Y nos da vértigo escuchar hablar de bombas termobáricas, del avión del juicio final, de ojivas nucleares o de la III Guerra Mundial.

Desde la concepción de su nombre Ucrania fue señalada y parece que destinada al criminal que hoy la destruye, al tiempo que la hace más grande en nuestros corazones.

Ucrania, que proviene del ruso antiguo significa tierra o región fronteriza.

Entre dos mundos, uno atlántico , europeo y que ha sabido pasar página y otro que continúa soñando con la gloria de aquella unión de repúblicas, consecuencia del sueño de los zares que la arruinaron de por vida.

No sufre Ucrania, sino el pueblo de Ucrania.

Un país es una idea que materializan sus ciudadanos, sus colegios o sus universidades.

Y no hay que se ucraniano para sentir la impotencia de no poder hacer nada ante la sinrazón y la locura de sátrapas incapaces de empatizar.

Vladimir Putin ya forma parte del selecto grupo de dictadores del terror y la miseria moral, portavoces del miedo y la ignominia, cobardes que aprovechan el terror para ahuyentar la alegría, la esperanza y la felicidad del terreno por el que pasan, mientras se esconden detrás de fariseos también asustados, pero al mismo tiempo igual de miserables que aquel que los dirige.

DATOS PARA ANALIZAR:
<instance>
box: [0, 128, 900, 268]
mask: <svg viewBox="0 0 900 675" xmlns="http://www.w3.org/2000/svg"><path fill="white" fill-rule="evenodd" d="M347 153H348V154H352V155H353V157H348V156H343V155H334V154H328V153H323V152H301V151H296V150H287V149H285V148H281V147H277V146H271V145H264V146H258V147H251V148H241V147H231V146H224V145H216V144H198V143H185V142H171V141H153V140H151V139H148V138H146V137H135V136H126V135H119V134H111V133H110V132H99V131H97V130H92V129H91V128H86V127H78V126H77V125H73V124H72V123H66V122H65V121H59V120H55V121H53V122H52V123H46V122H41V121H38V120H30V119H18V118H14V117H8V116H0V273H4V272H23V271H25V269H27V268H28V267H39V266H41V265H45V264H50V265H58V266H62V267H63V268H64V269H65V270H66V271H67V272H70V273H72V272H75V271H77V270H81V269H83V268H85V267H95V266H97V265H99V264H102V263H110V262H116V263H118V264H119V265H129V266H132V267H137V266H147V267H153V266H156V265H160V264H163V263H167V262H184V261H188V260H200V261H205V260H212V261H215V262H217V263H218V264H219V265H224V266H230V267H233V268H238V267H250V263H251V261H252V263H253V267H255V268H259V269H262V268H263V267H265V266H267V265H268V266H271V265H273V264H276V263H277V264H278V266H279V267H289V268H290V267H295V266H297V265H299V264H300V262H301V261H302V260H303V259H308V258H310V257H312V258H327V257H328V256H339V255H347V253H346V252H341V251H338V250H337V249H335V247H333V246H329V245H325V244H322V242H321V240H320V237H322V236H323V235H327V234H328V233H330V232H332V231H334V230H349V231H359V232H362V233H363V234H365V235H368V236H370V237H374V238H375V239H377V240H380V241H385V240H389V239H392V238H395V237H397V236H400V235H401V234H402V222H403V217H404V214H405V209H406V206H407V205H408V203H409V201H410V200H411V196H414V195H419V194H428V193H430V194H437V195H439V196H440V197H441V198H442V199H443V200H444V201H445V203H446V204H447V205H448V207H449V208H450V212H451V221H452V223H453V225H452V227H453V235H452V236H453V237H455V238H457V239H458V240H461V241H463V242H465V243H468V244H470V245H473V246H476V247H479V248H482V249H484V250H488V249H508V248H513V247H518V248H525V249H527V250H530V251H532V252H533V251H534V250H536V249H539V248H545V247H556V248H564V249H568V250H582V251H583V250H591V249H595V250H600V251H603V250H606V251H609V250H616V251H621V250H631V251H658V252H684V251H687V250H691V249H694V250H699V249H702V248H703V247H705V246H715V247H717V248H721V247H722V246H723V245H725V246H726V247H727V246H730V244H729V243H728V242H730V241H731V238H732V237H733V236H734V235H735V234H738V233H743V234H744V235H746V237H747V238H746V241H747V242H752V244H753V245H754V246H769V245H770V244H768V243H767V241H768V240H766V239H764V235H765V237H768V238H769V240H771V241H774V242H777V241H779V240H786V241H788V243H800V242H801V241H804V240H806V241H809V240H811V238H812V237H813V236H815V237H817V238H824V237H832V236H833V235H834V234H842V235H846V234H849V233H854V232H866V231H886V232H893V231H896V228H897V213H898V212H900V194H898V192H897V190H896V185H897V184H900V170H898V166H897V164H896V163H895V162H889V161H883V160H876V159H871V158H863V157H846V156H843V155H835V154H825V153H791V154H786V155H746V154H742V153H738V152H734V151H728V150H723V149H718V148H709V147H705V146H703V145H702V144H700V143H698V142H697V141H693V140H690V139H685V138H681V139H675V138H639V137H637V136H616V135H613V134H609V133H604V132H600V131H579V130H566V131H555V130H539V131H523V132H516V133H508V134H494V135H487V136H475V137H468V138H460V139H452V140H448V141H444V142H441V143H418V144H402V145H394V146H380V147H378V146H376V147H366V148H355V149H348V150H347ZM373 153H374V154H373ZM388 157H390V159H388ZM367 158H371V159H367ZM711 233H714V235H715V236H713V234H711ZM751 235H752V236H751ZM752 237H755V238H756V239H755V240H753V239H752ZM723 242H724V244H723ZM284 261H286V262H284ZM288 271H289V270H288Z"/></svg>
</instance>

...

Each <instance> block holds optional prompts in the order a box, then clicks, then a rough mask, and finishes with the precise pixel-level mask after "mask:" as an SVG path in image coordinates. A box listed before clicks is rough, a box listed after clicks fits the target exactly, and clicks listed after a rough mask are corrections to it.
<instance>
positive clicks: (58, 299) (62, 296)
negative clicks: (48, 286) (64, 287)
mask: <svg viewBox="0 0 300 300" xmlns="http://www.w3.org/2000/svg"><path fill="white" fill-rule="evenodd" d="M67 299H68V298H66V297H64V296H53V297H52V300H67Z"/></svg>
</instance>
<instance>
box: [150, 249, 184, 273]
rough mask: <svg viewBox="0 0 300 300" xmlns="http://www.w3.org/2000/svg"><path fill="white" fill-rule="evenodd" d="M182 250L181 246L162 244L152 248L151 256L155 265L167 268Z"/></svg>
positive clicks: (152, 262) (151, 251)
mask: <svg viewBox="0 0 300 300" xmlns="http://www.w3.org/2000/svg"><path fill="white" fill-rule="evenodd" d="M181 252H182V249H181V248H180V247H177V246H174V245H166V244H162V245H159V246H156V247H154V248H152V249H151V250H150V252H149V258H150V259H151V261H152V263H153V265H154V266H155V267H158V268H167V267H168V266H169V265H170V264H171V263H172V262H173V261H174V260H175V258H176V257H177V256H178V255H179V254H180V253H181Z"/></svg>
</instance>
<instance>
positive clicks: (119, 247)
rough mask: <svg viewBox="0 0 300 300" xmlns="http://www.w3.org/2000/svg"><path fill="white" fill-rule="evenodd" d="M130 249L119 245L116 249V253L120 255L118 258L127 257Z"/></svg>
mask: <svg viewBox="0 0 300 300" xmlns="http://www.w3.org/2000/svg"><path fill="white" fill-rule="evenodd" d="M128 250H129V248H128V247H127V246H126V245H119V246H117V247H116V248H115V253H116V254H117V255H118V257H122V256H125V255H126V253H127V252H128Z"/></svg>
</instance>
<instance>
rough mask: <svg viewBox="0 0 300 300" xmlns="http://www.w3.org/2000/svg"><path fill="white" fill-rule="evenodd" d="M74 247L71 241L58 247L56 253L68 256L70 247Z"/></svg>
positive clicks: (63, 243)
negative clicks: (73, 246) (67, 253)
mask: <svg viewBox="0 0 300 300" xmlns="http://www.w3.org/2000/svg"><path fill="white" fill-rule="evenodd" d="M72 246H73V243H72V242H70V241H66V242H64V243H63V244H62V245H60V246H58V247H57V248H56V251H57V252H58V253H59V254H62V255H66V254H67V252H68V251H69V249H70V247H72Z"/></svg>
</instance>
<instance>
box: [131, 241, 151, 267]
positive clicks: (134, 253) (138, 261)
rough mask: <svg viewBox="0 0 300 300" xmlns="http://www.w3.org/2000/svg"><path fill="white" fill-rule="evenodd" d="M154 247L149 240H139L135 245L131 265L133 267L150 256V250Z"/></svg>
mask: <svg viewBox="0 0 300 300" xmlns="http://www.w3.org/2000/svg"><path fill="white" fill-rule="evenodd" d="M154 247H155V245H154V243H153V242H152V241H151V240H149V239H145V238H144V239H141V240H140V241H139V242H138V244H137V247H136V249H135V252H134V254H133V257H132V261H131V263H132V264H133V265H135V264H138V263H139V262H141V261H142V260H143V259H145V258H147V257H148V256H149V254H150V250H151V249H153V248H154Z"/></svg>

---

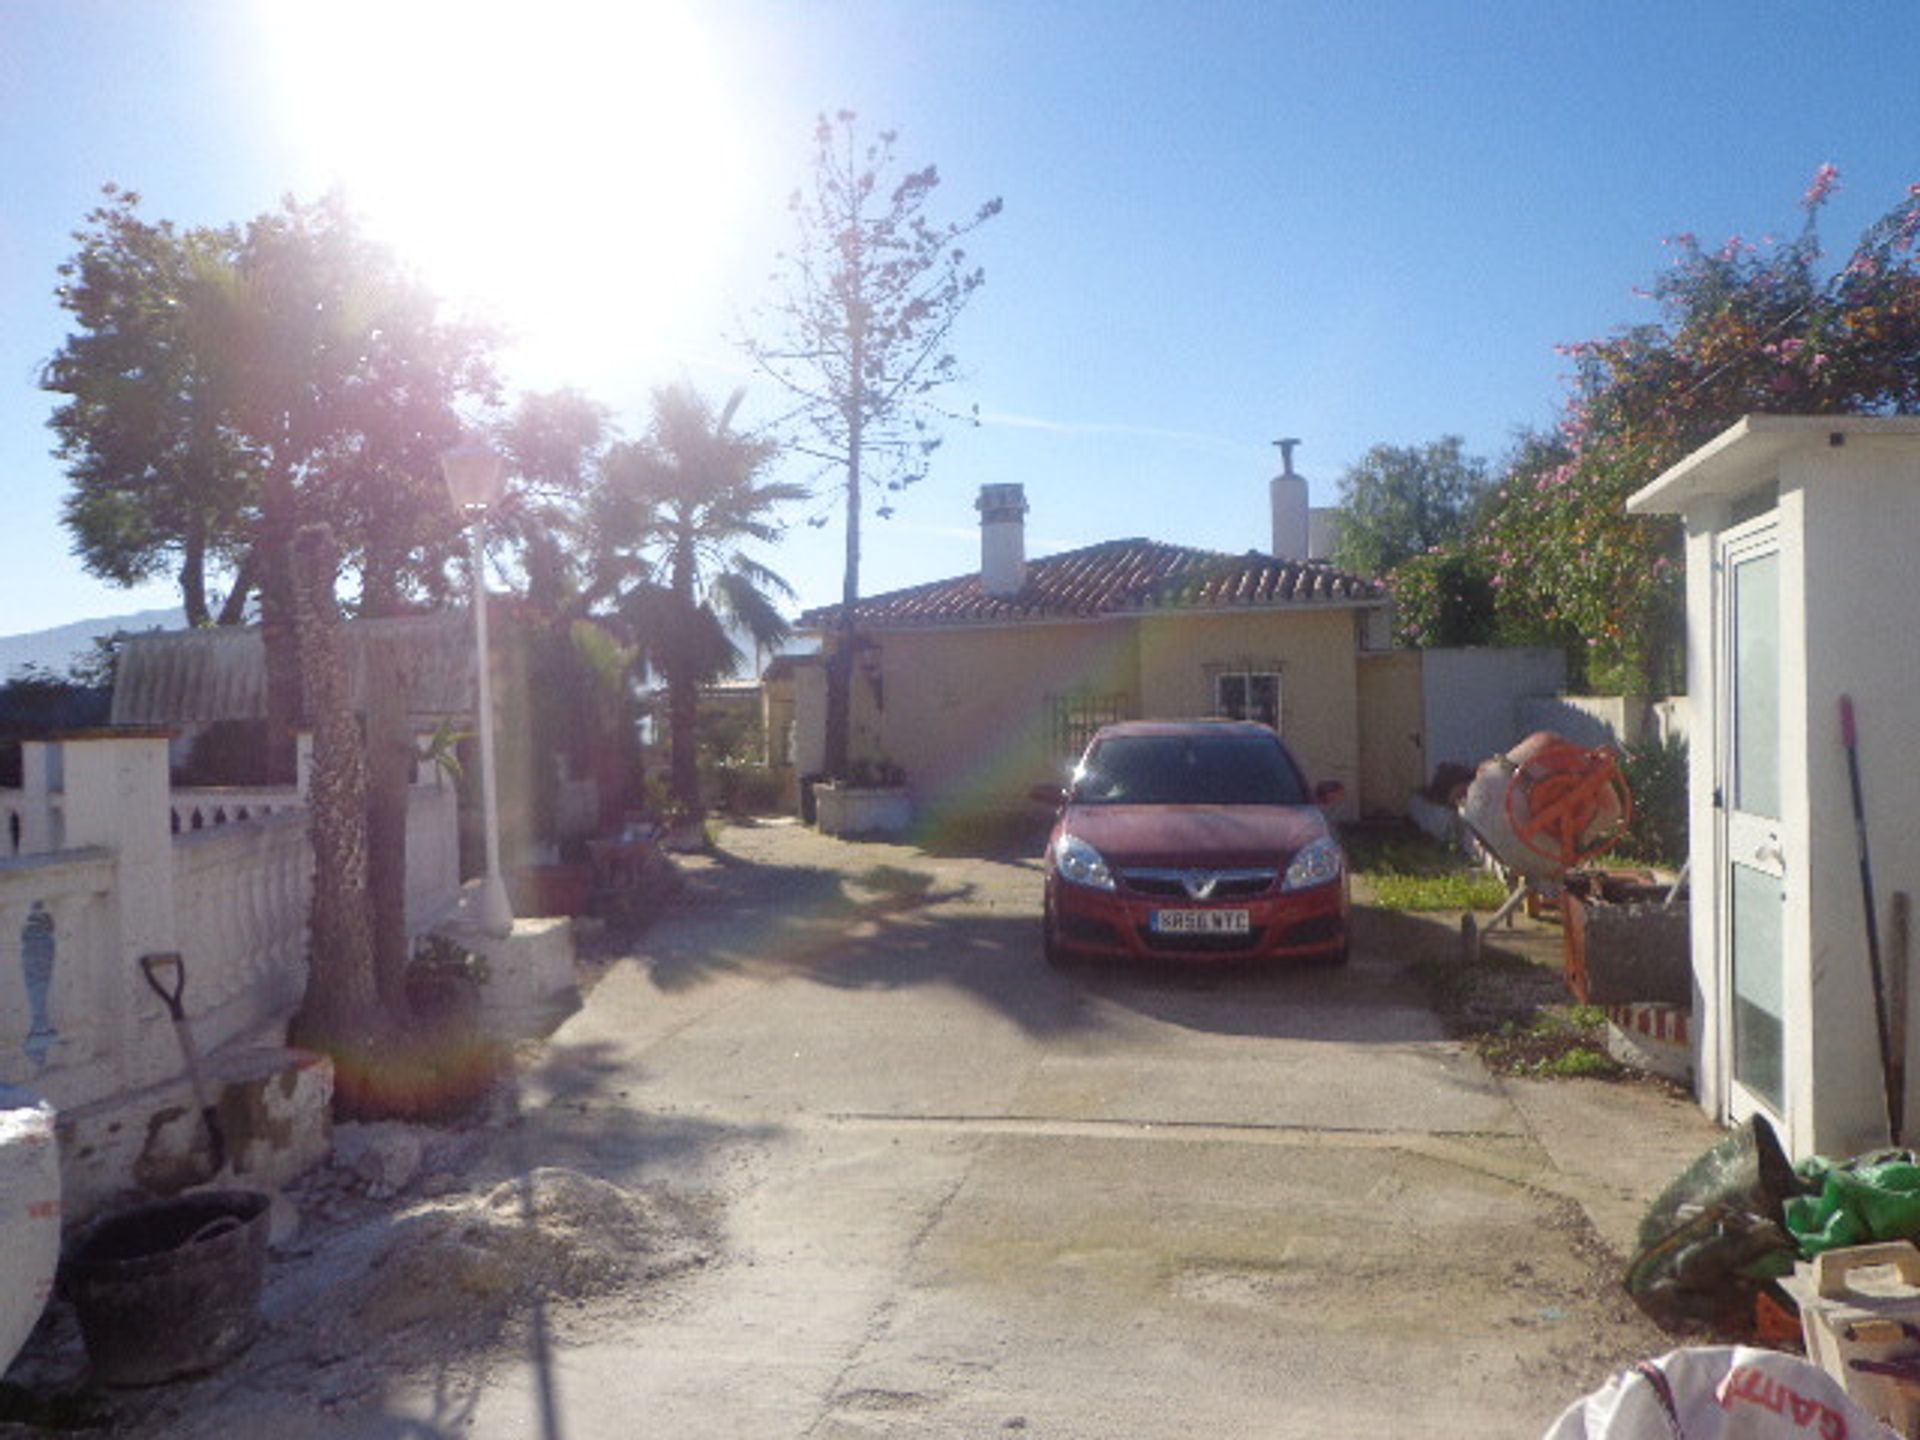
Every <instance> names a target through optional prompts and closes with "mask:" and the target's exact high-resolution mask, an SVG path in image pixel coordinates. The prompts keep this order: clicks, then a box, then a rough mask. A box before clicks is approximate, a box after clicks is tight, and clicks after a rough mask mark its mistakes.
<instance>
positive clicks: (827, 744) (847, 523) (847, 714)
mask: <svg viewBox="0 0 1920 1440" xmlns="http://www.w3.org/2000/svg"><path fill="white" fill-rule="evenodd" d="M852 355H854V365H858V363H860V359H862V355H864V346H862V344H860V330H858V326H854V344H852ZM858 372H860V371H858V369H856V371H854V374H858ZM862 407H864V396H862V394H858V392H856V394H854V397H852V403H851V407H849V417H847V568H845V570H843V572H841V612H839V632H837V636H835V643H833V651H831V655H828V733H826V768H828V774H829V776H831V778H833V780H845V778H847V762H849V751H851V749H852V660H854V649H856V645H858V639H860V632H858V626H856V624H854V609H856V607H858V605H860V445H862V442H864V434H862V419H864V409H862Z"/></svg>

ACTIVIDADES PROPUESTAS:
1. Responde con datos del fragmento sobre Ucrania:
(a) ¿Qué significa el nombre Ucrania y de qué lengua proviene?
(b) ¿Quién sufre, según se afirma?
(c) ¿Quiénes materializan la idea de un país?
2. Cita literalmente el pasaje del fragmento sobre Ucrania que empieza con las palabras "Entre dos mundos, uno" y termina con "pueblo de Ucrania.".
Para responder, utiliza únicamente el fragmento sobre Ucrania.

RESULTADOS DEL EJERCICIO:
1.
(a) Significa tierra o región fronteriza y proviene del ruso antiguo.
(b) El pueblo de Ucrania.
(c) Sus ciudadanos, sus colegios o sus universidades.

2.
Entre dos mundos, uno atlántico , europeo y que ha sabido pasar página y otro que continúa soñando con la gloria de aquella unión de repúblicas, consecuencia del sueño de los zares que la arruinaron de por vida.

No sufre Ucrania, sino el pueblo de Ucrania.